• Extracted data entries:
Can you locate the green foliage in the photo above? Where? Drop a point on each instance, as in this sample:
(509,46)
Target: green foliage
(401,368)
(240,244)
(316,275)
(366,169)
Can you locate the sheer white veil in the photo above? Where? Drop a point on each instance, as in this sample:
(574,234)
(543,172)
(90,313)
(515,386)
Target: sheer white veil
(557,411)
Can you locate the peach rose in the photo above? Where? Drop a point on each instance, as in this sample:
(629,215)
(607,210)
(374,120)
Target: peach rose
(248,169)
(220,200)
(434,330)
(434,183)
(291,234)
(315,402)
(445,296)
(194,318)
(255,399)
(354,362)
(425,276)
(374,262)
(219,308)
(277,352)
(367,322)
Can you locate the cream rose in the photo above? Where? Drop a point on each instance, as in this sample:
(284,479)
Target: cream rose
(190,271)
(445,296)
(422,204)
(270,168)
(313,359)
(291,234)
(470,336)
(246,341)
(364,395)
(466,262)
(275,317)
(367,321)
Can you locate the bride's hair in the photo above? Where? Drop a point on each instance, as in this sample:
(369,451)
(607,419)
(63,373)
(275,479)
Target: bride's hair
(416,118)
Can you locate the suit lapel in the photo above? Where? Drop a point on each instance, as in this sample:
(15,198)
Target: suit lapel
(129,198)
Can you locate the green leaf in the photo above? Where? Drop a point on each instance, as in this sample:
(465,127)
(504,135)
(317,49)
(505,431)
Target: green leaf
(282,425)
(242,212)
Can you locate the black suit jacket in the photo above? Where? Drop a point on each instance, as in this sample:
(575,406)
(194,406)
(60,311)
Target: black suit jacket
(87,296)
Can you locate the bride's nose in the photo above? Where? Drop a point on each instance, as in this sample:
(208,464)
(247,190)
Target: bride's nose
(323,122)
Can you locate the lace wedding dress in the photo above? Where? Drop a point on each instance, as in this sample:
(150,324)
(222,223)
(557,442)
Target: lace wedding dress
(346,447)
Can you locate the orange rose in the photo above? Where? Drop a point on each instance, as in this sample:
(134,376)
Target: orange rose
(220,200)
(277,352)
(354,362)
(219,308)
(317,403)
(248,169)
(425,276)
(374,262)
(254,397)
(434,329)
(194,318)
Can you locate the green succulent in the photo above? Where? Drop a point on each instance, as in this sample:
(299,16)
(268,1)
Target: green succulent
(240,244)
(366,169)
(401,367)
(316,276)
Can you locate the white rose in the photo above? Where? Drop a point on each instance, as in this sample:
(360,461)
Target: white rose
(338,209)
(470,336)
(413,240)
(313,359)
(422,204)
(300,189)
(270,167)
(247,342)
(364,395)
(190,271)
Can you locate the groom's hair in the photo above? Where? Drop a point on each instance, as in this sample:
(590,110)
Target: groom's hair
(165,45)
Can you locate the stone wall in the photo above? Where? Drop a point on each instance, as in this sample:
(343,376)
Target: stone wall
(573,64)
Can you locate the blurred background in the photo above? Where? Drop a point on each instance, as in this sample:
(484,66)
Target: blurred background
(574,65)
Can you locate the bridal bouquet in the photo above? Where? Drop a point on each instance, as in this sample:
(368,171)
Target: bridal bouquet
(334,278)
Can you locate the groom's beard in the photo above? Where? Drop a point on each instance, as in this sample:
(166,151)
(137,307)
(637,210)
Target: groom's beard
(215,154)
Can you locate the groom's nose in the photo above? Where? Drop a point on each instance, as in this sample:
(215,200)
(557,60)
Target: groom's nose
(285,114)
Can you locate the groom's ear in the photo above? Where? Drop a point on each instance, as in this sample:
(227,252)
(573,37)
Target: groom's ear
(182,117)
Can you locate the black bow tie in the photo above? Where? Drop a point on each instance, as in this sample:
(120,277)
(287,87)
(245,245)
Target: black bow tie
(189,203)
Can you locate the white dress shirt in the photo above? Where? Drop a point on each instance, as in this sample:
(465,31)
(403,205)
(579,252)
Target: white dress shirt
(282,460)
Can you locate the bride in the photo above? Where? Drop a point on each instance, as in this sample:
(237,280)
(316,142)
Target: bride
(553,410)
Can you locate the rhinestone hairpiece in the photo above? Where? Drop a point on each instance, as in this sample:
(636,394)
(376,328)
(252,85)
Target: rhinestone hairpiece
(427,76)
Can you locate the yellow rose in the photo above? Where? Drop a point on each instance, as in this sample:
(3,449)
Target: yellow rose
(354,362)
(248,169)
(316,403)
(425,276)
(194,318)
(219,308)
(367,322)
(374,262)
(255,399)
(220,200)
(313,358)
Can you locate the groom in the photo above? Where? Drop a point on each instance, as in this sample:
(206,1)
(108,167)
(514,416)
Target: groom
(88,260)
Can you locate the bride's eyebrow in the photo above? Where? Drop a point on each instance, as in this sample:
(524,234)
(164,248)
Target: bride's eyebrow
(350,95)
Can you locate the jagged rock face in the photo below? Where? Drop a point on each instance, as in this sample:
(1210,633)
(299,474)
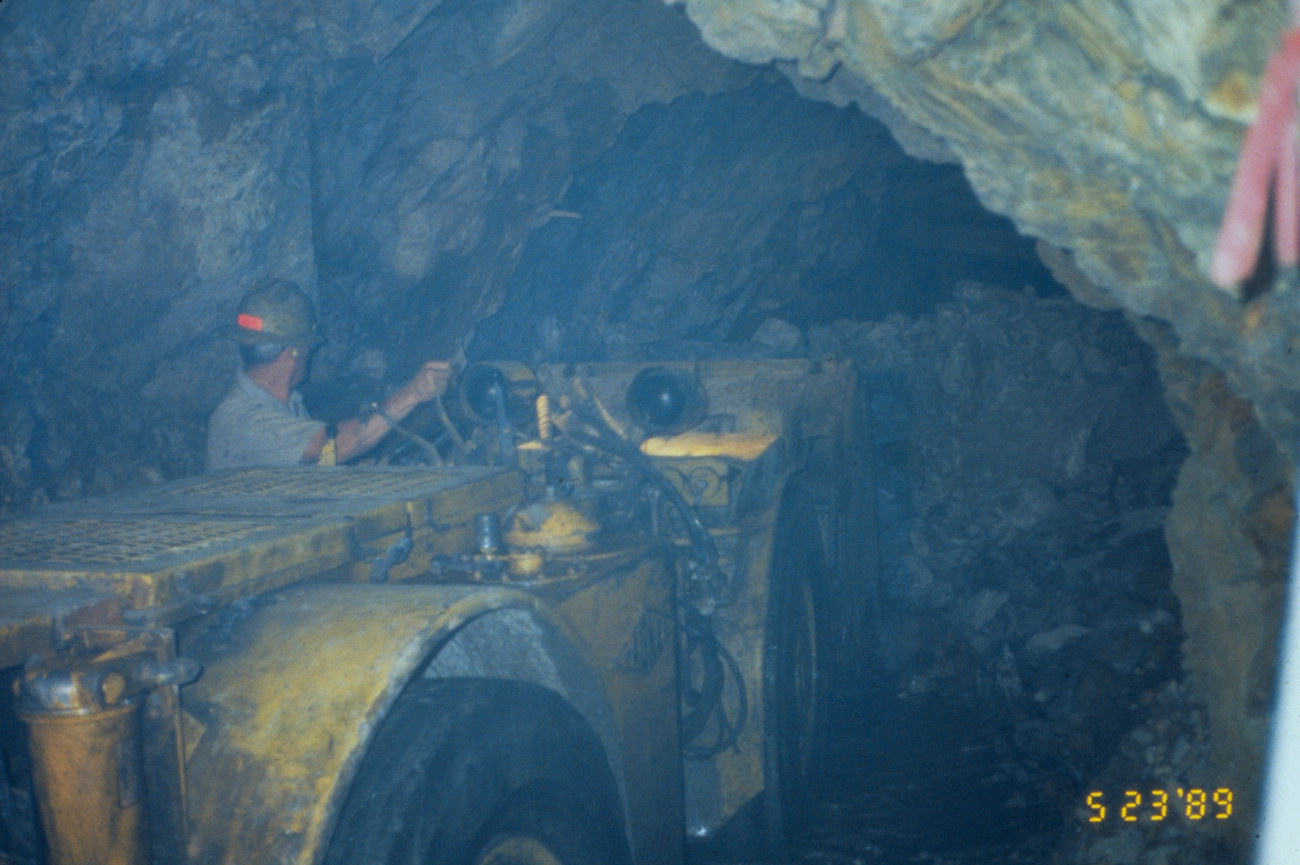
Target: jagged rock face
(156,160)
(1105,128)
(715,213)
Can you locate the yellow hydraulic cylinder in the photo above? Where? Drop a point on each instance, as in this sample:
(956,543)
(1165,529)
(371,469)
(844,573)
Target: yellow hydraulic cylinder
(85,744)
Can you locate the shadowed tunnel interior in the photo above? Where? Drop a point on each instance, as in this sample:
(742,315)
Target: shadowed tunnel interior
(1079,450)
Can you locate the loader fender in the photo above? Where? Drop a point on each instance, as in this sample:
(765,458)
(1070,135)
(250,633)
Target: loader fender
(295,684)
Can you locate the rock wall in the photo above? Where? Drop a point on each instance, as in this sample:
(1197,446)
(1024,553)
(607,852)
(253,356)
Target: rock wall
(1110,130)
(388,155)
(714,213)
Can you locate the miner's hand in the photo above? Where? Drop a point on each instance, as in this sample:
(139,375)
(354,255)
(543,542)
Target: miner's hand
(430,381)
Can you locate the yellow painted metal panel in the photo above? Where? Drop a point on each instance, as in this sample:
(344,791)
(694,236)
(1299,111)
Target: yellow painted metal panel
(290,693)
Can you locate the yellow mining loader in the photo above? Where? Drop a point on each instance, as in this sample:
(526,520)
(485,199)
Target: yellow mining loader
(589,636)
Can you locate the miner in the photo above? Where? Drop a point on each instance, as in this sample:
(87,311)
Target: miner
(263,422)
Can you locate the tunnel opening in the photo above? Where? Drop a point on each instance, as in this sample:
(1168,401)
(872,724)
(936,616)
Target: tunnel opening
(1026,641)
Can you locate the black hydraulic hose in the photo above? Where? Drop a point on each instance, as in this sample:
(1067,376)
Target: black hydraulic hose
(714,656)
(718,662)
(701,541)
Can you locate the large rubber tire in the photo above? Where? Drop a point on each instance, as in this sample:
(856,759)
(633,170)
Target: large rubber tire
(794,686)
(472,771)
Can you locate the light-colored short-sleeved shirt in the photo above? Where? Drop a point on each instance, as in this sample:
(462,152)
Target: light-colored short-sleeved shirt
(252,428)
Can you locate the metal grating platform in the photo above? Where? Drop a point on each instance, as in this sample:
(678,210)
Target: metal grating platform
(315,483)
(113,543)
(259,527)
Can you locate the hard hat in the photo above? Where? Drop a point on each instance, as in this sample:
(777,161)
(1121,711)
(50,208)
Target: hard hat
(276,312)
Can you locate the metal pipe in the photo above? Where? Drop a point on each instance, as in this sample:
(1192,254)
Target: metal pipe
(85,744)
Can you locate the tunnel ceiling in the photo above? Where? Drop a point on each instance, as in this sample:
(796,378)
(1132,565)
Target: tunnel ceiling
(1105,128)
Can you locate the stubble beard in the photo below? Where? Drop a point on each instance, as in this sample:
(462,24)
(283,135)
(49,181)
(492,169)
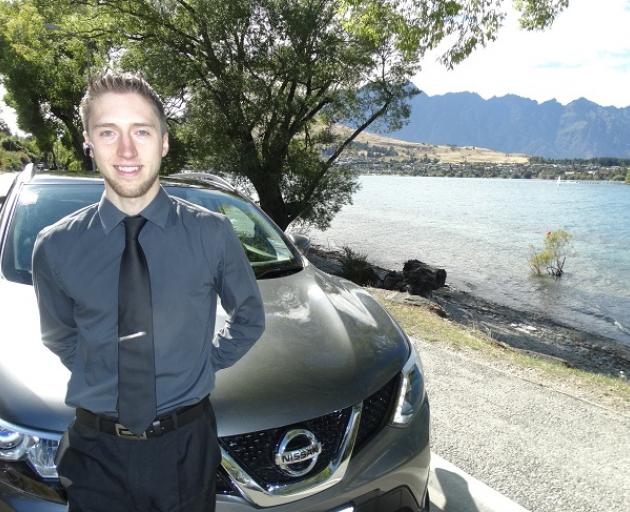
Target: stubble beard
(129,191)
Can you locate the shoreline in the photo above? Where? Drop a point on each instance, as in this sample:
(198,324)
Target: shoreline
(525,331)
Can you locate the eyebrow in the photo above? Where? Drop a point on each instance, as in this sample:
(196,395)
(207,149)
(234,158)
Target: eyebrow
(114,125)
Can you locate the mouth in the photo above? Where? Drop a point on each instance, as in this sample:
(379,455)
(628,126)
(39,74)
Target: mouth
(128,170)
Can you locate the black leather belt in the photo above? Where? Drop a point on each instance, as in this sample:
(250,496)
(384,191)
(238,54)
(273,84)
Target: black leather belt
(161,425)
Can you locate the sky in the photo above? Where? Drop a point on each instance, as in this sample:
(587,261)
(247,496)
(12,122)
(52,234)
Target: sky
(586,53)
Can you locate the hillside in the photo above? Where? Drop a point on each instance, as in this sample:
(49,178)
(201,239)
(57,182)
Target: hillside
(512,124)
(389,149)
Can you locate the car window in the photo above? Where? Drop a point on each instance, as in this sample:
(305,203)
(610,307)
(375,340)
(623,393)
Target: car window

• Task to complete:
Copy each line above that contains the string "window".

• Finished task:
Can you locate the car window in the photo above? Where? Drop a point on each instance, as in this sample:
Target: car window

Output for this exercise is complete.